__Instructions to follow__: Write out exactly the lines below that run from the one containing "Would you be so kind as to locate the metal rod" through the one containing "Would you be so kind as to locate the concrete", both included, with no other lines.

Start of The data

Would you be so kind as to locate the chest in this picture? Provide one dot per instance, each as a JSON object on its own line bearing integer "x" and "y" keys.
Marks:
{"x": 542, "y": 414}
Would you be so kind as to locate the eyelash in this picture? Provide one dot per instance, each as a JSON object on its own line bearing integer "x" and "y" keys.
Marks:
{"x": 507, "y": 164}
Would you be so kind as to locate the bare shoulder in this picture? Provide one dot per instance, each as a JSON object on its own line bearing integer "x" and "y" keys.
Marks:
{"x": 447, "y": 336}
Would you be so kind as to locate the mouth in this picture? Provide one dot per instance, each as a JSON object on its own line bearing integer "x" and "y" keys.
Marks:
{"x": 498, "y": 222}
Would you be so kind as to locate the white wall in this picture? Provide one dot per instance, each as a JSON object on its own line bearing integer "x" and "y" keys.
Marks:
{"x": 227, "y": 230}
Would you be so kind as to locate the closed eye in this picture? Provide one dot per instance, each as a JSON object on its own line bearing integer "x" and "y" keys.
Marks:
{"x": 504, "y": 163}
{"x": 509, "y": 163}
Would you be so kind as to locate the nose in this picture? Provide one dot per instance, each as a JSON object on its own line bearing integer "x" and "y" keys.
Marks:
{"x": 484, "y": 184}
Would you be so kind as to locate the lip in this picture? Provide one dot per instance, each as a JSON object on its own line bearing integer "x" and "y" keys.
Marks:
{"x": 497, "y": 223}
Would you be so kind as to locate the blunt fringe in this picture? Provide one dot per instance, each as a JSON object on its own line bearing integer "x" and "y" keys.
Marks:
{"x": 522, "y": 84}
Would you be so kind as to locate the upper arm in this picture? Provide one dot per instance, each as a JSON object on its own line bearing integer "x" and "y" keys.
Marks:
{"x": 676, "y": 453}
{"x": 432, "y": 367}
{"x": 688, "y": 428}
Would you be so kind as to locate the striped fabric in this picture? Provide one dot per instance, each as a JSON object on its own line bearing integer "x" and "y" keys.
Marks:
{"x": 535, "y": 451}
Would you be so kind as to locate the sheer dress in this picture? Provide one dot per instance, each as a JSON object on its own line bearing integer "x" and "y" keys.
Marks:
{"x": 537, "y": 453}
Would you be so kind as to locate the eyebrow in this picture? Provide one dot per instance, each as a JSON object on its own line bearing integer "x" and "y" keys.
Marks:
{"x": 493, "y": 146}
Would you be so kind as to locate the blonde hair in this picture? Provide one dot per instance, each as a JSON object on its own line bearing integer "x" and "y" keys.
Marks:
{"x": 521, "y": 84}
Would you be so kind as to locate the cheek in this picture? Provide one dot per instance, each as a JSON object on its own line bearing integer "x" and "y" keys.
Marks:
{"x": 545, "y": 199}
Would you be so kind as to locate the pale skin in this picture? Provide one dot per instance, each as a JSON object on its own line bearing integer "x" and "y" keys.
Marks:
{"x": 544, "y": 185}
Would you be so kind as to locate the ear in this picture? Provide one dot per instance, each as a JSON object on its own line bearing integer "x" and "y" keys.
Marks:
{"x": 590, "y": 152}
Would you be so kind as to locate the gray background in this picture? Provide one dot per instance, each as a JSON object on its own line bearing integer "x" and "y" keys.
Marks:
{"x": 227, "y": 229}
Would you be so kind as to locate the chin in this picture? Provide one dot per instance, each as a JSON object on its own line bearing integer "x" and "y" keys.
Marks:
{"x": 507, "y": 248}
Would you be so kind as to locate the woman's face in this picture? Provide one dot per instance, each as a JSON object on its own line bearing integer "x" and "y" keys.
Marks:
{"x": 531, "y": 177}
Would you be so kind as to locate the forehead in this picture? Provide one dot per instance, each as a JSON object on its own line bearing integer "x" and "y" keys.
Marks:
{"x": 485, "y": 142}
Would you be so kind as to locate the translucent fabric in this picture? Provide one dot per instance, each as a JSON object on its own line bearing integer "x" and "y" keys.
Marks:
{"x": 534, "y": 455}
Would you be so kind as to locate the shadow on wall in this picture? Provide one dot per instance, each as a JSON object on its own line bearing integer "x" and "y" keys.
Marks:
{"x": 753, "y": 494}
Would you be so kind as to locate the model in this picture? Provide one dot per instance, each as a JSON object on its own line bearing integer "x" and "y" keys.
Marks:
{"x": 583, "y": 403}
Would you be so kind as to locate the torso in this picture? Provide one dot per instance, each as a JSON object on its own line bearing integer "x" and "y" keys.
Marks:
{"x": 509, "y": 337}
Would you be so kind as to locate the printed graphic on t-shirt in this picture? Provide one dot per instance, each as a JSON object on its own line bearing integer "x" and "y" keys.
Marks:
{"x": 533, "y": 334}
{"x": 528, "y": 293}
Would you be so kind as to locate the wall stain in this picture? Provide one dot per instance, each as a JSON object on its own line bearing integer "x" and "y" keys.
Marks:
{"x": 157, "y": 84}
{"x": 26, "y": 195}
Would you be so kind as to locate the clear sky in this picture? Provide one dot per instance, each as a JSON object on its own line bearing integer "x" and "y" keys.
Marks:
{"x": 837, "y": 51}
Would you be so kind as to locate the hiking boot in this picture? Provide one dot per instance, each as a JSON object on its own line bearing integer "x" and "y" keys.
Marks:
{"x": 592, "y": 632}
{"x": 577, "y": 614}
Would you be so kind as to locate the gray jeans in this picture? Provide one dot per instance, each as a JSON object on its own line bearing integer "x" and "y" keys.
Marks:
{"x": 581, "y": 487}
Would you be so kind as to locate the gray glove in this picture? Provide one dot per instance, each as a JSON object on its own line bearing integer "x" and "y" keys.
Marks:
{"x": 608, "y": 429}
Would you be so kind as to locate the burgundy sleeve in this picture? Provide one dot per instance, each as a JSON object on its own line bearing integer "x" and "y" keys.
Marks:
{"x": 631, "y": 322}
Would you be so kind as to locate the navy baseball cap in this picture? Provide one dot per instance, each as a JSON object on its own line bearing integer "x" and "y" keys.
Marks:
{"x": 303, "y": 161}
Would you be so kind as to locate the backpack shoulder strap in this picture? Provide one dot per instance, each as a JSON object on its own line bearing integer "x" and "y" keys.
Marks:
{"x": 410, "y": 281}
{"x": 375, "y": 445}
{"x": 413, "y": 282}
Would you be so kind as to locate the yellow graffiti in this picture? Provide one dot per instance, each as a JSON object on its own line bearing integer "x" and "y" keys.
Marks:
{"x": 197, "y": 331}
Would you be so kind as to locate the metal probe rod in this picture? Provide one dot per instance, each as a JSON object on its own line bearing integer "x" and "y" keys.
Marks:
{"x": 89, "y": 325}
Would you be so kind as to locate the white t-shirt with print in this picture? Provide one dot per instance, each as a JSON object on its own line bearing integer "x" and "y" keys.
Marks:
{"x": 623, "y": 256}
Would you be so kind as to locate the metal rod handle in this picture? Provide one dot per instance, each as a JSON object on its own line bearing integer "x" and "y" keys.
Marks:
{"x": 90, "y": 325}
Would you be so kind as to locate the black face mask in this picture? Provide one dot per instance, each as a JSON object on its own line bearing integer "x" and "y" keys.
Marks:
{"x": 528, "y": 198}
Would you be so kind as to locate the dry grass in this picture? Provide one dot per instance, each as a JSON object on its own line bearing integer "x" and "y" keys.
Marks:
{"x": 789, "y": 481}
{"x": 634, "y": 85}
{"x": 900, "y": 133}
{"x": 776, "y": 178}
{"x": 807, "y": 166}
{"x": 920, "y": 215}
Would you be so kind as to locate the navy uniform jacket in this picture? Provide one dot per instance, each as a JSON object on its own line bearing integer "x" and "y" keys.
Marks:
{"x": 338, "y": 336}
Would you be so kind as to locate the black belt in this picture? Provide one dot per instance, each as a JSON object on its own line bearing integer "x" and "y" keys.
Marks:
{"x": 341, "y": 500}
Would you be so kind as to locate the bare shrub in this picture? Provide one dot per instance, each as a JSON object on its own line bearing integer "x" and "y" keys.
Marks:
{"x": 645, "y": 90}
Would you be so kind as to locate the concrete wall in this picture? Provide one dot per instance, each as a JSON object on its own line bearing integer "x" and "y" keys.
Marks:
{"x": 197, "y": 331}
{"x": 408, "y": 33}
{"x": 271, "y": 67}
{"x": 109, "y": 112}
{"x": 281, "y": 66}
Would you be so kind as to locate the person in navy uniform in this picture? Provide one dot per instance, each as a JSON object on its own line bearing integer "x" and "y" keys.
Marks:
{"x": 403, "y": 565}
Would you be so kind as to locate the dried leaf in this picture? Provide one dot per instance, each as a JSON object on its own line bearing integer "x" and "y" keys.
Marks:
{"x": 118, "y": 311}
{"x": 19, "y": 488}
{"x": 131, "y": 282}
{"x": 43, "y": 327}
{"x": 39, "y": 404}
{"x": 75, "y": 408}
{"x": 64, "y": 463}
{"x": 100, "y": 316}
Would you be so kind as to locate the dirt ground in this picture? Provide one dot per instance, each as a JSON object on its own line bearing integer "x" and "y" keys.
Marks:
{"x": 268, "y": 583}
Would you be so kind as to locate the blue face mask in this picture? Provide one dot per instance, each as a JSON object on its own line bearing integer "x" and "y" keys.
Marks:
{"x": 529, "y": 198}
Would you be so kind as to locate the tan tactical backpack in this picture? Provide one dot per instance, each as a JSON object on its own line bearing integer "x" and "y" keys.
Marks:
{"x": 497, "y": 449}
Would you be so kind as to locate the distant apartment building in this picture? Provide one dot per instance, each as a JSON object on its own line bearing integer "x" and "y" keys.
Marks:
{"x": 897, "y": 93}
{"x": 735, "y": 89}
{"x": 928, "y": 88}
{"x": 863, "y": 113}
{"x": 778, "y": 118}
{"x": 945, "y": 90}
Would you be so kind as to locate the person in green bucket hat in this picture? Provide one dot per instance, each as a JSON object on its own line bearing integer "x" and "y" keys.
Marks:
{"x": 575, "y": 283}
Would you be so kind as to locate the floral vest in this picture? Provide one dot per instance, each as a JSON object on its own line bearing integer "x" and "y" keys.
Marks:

End of The data

__Reply__:
Would you be so kind as to locate the metal rod handle in this picture? Provide one dot per instance, each as a JSON object on its own line bearing integer "x" and "y" keys.
Marks:
{"x": 90, "y": 325}
Would you be so kind as to locate the black face mask in this picture? Provide one dot per instance, each as a JSON object on its own line bearing integer "x" and "y" keys.
Marks:
{"x": 528, "y": 198}
Would you be so kind as to locate the dry grass in this picture? Provide one dot per instance, each as a JSON object on its own line bearing integer "x" and "y" keys.
Marks:
{"x": 789, "y": 481}
{"x": 634, "y": 85}
{"x": 900, "y": 133}
{"x": 776, "y": 178}
{"x": 807, "y": 166}
{"x": 920, "y": 215}
Would you be so kind as to locate the navy uniform jacket in this picture? Provide one dot per instance, each as a JSON object on its own line bearing integer "x" and "y" keys.
Marks:
{"x": 338, "y": 336}
Would you be so kind as to locate the black belt in this picture? Provide one dot per instance, each as a JSON object on its own line bearing integer "x" and "y" keys.
Marks:
{"x": 341, "y": 500}
Would you be so kind as to locate the bare shrub in this picture? Provide one dot per instance, each as a JSON object on its own line bearing integer "x" and "y" keys.
Marks:
{"x": 645, "y": 90}
Would you be so kind as to locate the concrete wall in this picture? Provide one dot per instance, each as a JSON object on its own line bearing integer "x" and "y" keys.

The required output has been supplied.